• _TASK TO COMPLETE_:
Rewrite the lines that follow, changing each "field-monitoring record" to "site-survey log" and leaving everything else as it is.

+++ GIVEN DATA +++

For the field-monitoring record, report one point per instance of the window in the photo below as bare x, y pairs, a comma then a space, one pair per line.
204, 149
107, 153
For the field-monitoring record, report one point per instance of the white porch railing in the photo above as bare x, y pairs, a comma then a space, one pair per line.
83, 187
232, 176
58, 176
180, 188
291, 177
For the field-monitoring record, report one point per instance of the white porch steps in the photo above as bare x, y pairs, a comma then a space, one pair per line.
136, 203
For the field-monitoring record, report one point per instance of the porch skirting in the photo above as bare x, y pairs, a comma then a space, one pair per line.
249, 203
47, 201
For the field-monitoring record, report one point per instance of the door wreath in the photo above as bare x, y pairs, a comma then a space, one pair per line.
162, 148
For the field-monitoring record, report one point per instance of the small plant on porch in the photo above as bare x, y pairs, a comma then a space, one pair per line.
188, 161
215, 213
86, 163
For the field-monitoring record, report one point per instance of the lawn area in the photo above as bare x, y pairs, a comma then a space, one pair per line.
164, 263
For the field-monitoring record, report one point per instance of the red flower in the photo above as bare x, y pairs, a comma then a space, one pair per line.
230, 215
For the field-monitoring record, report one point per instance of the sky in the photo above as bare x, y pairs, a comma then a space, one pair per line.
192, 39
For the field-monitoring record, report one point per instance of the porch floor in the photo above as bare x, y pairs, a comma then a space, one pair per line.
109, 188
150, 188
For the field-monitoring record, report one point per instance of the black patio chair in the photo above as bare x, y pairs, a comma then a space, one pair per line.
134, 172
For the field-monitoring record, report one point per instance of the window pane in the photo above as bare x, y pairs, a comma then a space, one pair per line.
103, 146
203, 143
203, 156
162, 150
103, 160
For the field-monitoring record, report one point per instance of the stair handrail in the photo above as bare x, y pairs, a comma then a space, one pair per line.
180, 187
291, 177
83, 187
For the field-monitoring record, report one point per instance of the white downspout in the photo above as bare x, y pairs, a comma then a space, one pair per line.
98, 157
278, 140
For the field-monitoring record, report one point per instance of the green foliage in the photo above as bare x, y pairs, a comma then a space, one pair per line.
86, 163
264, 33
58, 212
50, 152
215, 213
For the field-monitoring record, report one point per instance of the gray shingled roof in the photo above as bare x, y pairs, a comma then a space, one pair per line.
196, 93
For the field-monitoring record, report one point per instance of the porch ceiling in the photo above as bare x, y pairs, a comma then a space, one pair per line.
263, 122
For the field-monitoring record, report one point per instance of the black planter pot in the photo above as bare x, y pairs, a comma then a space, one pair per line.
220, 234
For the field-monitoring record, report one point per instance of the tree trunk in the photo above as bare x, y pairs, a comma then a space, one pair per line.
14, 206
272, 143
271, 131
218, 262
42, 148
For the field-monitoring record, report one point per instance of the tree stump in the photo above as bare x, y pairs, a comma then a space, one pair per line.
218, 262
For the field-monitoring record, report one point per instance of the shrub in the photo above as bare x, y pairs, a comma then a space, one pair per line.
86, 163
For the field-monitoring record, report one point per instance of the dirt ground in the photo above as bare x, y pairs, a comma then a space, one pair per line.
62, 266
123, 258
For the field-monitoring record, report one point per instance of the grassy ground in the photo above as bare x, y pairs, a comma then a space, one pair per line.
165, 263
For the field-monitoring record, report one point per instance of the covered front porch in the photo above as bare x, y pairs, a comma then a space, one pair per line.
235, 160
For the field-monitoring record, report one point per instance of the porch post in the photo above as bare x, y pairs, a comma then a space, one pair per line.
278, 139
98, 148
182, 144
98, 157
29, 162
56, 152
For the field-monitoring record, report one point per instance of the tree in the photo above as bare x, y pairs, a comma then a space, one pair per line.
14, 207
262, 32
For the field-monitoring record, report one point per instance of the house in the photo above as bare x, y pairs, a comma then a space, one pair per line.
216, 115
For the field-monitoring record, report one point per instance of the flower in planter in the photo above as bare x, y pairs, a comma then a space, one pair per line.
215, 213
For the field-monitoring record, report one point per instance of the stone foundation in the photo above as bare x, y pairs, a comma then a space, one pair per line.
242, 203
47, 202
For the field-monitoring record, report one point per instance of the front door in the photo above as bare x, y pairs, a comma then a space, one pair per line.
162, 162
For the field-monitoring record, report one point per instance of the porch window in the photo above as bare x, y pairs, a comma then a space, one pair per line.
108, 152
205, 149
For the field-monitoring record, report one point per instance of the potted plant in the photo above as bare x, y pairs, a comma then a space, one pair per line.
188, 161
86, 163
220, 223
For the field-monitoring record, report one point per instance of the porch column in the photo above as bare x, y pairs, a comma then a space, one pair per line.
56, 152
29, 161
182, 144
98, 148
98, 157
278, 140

+++

• _THE COMPLETED TASK_:
For the site-survey log, report one point per instance of the window in the photo below as bare x, y pairs, a comma then a space, one pair per line.
204, 149
107, 153
For the site-survey log, report one point per instance of the white porch railing in the photo above as bare x, y pairs, a comma then a space, one pair per line.
83, 187
232, 176
58, 176
180, 188
291, 177
For the site-survey log, report one point per instance of the white porch steps in the photo above as bare x, y pairs, a comma then a space, one pair per line.
136, 203
For the site-survey log, report one point per instance of the porch skirting in the photo above as bare x, y pairs, a comma then a space, one pair per line.
249, 203
47, 201
For the site-survey log, report one point per instance of the door wreath in the photo above as bare x, y pairs, a comma then a space, one pair per line.
162, 148
For the site-survey log, report one point per instance of the small plant on porch in the photo above as bare x, y pairs, a comma then a space, one pair per line.
188, 161
215, 213
86, 163
For the site-survey log, report one point per instance of the lawn area in the photo above as bare x, y pairs, a comma then a space, one pair per line.
164, 263
For the site-survey log, report one point per instance of the red flower in the photo above as bare x, y pairs, a comma then a space, one pair per line.
230, 215
For the site-survey log, report one point per instance of the sky in the photo above as bare x, y pairs, a comma then a space, one pair per line.
192, 39
For the site-survey log, report one point per instance of the porch floor in the photo above as bare x, y pairs, a comma then a space, one pair per line.
109, 188
150, 188
For the site-survey log, report one point per instance of the black patio chair in the photo above as bare x, y pairs, a comma then a space, one pair per line.
134, 172
For the site-survey log, report one point per instance of the window pane in the photo above as bare x, y pairs, a comma then a space, one pair per line.
103, 146
203, 143
203, 156
162, 150
103, 160
For the site-survey log, report one point per instance of the stair handrail in the photo above as bare x, y pairs, a comma then a space, one pair per line.
180, 187
291, 177
83, 187
For the site-survey log, report one point per instance of the white downspout in the photo above as bare x, y pairs, a comma then a space, one pair per line.
98, 157
278, 140
For the site-survey log, report one point per instance of the green foliage in the photo above as bare x, y pairs, a comma then a space, one pair per line.
86, 163
264, 33
58, 212
50, 152
215, 213
For the site-survey log, report one point per instance of the gray shingled roof in the photo above as bare x, y pairs, a comma then a space, one pair per line.
196, 93
For the site-survey log, report one point per instance of the porch ceiling in the photo above as bare x, y pairs, a comma then a space, one pair per line.
263, 122
For the site-survey log, report one point per instance of the black planter pot in the photo above as bare x, y pairs, a comma then a space, one pair per line.
220, 234
For the site-survey log, report one point per instance of the tree trunk in the photo above as bare x, y pairs, a comma then a space, one pair per line.
14, 206
272, 143
271, 131
218, 262
42, 148
For the site-survey log, report one point per instance of the tree stump in the photo above as bare x, y pairs, a comma then a space, one pair per line.
218, 262
For the site-survey log, report one point per instance of the shrub in the photo above as bare x, y pairs, a comma then a space, one pair per line.
86, 163
For the site-survey log, report one point per instance of the dirt ground in the photo above as bare x, y pairs, a comma then a space, one pair per line.
62, 266
123, 258
For the site-survey log, report one point per instance of the grassy ground in the photo above as bare x, y pairs, a comma then a space, one pair per line.
165, 263
For the site-survey log, report one point per instance of the covered front porch in the photo above as bare x, y pairs, a comma then a space, one pair per line.
235, 160
For the site-survey log, report one point per instance of the porch post in the photo above as bare x, y pairs, a comma then a space, one pair per line.
278, 139
98, 148
182, 144
98, 157
29, 162
56, 152
For the site-survey log, report one point per instance of the tree in the photo above as bare x, y pairs, a comma then a space, one pair per line.
14, 207
262, 32
For the site-survey log, report one point per instance of the house in the photo above as bare x, y pairs, a comma then a space, one pair per line.
216, 115
For the site-survey log, report one point per instance of the flower in planter in the photo above as bare x, y pairs, a comma then a space, one pair per line.
215, 213
For the site-survey log, report one point per instance of the stone foundation in the photo above as bare x, y pairs, a comma then a space, one pair per line.
242, 203
47, 202
For the site-survey log, report one point per instance of the front door in the photo above as bare x, y pairs, a comma then a space, one pair per line.
162, 162
For the site-survey log, report one point per instance of the porch window in the photo above as bare x, y pairs, a comma then a space, one pair per line.
108, 152
205, 149
For the site-survey log, report one point per instance of the potted plant in the photo above as bare x, y pairs, a comma then a space, one pair per line.
188, 161
86, 163
220, 223
For the site-survey log, report one point per instance of the porch column in the photo above as bare x, y pairs, a comma then a space, one pair per line.
56, 152
29, 161
182, 144
98, 148
98, 157
278, 140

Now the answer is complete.